• WHAT THE EXERCISE ASKS:
In the text on high school catching prospects, copy the part starting at "There really is" and ending at "home run power.", and switch every "bold" to "brave".

• PROVIDED PASSAGE:
C: Reese McGuire (1)

There really is no such thing as a “lock” this early in the process, but fortune favors the bold — we might be disqualified from bold due to our wimpy use of quotes around lock — so we’ll go ahead and pretend we can see the future anyway. McGuire is the kind of high school catching prospect so far ahead of his peers that he makes me want to compare him against top guys from previous years. Stay tuned for that. In the meantime, ponder how high you’d be willing to take a chance on a plus-plus defender with ridiculous athleticism, a pretty swing, and the chance for double-digit home run power.

Definite Maybes

Too Wide Open to Guess

*****

In no order, any one of the following could break through as the clear cut second prep catcher off the board: Jeremy Martinez, Chris Okey, Nick Ciuffo, Jonathan Denney, and Brian Navaretto. I’ve gone back and forth on the second spot all spring, but, forced to choose on this early date, I’d have Denney and Navaretto just ahead of the pack. I’m only comfortable declaring McGuire is a sure-fire first round pick at this point because of the way pro teams view high school catchers early on in the draft.

• DATASET EXCERPT:
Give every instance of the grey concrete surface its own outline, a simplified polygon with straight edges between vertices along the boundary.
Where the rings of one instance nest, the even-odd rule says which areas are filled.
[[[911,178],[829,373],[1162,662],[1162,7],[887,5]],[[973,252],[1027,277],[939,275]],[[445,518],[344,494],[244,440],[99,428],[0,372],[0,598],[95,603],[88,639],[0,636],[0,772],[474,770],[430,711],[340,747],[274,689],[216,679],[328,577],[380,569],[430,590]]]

• OUTPUT:
There really is no such thing as a “lock” this early in the process, but fortune favors the brave — we might be disqualified from brave due to our wimpy use of quotes around lock — so we’ll go ahead and pretend we can see the future anyway. McGuire is the kind of high school catching prospect so far ahead of his peers that he makes me want to compare him against top guys from previous years. Stay tuned for that. In the meantime, ponder how high you’d be willing to take a chance on a plus-plus defender with ridiculous athleticism, a pretty swing, and the chance for double-digit home run power.